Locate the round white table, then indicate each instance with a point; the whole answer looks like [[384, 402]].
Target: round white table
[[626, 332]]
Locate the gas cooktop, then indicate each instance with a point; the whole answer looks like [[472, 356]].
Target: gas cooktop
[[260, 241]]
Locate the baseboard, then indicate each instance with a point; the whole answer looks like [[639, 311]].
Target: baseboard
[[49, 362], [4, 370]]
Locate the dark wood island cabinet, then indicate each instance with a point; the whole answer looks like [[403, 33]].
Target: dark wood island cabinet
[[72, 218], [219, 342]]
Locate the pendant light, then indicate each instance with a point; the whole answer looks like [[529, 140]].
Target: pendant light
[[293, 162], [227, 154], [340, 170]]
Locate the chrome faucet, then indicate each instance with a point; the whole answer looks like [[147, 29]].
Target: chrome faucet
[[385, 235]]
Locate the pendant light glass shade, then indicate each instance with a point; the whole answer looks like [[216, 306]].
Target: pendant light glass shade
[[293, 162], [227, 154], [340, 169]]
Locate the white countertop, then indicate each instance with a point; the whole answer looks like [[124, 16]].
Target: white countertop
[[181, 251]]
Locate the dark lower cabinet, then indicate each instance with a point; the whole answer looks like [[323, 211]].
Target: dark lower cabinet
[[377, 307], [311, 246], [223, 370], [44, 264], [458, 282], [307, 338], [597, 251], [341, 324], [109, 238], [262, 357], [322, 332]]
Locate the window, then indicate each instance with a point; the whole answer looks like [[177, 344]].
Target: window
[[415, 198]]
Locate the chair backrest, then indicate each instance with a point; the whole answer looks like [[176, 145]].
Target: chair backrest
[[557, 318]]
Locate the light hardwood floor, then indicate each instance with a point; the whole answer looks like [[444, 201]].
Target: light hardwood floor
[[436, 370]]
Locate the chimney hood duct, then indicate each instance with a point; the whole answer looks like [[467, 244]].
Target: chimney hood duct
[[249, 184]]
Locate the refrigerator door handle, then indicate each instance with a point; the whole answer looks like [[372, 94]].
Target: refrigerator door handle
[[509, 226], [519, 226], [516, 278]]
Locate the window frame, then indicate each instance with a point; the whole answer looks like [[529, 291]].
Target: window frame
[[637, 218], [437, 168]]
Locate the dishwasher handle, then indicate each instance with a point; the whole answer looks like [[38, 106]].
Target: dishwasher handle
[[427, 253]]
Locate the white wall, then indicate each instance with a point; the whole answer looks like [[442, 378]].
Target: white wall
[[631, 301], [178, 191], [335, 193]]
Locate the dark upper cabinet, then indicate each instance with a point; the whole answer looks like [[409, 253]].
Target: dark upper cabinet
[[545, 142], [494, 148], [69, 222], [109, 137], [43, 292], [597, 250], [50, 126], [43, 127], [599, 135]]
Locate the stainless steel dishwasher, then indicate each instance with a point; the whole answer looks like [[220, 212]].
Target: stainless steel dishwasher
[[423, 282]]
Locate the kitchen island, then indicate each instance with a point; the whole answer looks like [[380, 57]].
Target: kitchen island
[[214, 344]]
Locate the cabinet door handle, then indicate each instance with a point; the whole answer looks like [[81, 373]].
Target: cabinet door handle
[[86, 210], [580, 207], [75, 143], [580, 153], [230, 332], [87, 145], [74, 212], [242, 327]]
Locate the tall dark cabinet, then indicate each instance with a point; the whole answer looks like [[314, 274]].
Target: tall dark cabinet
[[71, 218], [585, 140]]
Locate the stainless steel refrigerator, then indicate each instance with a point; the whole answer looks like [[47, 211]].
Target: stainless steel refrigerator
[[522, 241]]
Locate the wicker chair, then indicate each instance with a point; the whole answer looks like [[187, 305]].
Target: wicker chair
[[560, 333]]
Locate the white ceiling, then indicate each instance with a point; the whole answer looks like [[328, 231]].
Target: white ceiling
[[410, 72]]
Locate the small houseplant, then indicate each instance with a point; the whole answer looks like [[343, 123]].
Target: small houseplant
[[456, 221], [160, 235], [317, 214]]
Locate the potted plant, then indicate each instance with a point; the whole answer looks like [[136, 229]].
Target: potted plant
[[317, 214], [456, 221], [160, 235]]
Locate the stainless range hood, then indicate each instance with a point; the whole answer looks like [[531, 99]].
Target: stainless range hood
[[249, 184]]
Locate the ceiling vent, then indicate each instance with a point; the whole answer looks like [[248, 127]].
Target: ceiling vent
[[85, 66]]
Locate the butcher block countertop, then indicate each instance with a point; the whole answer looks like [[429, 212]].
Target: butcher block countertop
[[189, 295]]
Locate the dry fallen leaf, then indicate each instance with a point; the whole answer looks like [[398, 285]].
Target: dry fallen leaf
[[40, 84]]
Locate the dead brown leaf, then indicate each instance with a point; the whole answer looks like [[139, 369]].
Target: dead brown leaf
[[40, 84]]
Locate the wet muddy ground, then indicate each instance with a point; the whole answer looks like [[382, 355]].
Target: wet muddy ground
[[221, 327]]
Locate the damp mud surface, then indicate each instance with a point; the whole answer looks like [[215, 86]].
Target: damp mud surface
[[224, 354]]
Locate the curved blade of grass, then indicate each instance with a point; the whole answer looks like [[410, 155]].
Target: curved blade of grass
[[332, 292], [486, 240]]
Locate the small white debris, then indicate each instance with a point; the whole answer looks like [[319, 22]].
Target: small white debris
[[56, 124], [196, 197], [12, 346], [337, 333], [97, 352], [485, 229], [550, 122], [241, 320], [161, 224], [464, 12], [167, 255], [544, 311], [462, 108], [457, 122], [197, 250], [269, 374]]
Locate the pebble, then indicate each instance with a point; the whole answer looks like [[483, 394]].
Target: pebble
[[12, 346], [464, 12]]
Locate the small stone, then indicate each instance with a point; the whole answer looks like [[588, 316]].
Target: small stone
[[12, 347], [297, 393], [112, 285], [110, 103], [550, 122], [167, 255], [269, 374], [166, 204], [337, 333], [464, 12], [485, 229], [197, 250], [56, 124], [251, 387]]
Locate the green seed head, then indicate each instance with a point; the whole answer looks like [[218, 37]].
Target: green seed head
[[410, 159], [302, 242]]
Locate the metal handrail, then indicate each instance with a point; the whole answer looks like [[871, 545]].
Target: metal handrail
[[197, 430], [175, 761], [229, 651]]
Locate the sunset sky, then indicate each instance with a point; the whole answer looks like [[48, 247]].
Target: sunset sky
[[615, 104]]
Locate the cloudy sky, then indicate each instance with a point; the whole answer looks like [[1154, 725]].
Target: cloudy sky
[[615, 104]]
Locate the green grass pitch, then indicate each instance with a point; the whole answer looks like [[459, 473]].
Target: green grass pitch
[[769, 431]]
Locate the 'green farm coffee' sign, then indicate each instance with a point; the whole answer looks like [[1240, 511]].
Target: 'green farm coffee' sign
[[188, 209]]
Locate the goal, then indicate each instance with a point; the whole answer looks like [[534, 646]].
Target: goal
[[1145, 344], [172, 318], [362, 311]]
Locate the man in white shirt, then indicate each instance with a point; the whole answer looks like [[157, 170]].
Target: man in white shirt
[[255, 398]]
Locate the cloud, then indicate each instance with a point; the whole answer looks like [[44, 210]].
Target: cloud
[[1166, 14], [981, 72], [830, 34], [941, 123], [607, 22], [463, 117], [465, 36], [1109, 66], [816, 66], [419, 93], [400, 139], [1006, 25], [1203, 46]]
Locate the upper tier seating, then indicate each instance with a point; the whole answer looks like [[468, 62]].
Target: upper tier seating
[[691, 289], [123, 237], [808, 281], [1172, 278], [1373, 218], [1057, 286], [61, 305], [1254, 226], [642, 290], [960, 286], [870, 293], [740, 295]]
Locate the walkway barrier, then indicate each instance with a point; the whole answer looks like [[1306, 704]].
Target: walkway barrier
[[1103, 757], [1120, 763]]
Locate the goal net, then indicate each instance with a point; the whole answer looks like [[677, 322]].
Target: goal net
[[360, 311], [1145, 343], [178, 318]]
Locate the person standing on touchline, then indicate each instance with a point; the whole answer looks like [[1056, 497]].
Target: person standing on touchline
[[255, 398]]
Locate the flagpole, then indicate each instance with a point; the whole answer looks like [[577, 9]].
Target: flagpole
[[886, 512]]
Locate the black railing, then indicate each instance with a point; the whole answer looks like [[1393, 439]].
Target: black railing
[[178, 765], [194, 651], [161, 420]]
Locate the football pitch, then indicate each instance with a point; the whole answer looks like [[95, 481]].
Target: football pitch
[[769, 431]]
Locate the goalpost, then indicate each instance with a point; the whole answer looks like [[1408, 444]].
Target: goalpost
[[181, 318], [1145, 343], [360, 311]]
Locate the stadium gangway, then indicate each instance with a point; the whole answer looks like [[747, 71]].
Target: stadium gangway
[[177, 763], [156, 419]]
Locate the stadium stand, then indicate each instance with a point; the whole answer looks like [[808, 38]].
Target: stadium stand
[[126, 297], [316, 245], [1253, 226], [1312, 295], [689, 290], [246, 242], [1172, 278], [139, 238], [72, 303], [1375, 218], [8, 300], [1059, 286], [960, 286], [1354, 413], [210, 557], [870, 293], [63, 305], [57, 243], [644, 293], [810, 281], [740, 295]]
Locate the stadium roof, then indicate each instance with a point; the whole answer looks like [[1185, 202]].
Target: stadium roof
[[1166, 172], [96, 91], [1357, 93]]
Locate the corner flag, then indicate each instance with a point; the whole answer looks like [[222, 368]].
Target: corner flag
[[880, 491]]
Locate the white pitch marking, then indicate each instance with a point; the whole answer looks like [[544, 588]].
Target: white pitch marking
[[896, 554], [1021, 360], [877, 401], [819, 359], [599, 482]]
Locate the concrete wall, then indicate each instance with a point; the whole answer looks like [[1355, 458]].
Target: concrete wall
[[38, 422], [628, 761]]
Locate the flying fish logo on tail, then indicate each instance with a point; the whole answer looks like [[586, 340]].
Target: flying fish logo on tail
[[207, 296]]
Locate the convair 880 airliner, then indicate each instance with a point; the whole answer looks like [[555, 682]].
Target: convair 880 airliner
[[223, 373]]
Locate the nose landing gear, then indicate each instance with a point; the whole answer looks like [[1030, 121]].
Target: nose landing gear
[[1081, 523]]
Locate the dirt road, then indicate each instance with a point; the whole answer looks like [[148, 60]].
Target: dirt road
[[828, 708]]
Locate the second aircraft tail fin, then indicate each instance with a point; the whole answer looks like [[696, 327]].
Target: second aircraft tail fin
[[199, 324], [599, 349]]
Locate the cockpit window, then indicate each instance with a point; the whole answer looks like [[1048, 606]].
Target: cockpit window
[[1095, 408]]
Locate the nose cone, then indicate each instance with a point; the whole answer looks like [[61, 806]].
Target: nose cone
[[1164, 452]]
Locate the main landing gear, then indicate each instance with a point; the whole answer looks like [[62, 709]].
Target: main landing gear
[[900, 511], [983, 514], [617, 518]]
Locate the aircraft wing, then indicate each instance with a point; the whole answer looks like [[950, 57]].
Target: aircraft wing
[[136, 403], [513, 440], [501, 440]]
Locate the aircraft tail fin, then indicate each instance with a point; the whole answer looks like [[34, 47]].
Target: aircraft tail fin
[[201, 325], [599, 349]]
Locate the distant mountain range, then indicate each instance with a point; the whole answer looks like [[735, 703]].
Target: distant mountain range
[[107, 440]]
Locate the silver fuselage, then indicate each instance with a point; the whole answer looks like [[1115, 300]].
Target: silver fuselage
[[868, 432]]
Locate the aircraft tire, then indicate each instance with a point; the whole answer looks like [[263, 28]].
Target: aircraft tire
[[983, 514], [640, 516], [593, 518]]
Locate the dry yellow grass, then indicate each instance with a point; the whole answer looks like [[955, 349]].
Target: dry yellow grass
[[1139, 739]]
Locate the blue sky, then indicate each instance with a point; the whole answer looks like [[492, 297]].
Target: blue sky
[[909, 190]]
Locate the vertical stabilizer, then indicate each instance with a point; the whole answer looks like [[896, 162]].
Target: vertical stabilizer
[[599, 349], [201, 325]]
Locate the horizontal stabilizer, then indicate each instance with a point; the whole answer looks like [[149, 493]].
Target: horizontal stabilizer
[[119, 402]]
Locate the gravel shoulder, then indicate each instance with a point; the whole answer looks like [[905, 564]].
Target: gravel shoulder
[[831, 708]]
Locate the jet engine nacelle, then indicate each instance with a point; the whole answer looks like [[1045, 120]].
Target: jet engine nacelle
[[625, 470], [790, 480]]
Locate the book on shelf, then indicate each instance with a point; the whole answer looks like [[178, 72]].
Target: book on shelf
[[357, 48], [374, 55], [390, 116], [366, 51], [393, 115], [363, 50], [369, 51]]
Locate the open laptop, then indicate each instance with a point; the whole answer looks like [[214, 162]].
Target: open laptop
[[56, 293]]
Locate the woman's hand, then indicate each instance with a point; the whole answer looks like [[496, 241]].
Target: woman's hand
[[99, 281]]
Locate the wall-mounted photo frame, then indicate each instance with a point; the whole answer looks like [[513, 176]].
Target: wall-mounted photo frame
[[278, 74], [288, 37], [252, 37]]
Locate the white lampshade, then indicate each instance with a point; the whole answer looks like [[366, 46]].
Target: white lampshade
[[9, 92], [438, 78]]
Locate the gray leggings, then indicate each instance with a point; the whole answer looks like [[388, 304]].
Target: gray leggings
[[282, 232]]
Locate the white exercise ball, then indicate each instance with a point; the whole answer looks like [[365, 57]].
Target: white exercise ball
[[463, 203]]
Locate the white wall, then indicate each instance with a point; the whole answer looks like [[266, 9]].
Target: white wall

═══

_CONSEGNA:_ Ridimensiona i dati a partire dalla prima riga, fermandoti dopo la riga che contiene "[[293, 162], [227, 154], [340, 170]]", inclusa: riscrivi ogni riga moltiplicando per 2,05 soltanto le coordinate dei punti nelle risposte e lasciando invariato ogni altro numero. Arrotonda i valori ottenuti all'intero più vicino, con le metà per eccesso.

_RISPOSTA:_
Locate the round white table, then indicate each instance with a point; the whole answer looks like [[384, 402]].
Target: round white table
[[1283, 681]]
Locate the gas cooktop, then indicate each instance with a point; the whole answer looks like [[472, 356]].
Target: gas cooktop
[[533, 494]]
Locate the baseboard, then indicate each instance with a point; the whole answer looks like [[639, 311]].
Target: baseboard
[[100, 742], [8, 759]]
Locate the dark wood island cabinet, then indicate each instance with a point; the whole answer looks like [[403, 33]].
Target: dark wood island cabinet
[[148, 447], [449, 701]]
Locate the pendant light, then indicate each instance with a point; the whole answer looks like [[529, 140]].
Target: pendant light
[[601, 332], [465, 316], [697, 349]]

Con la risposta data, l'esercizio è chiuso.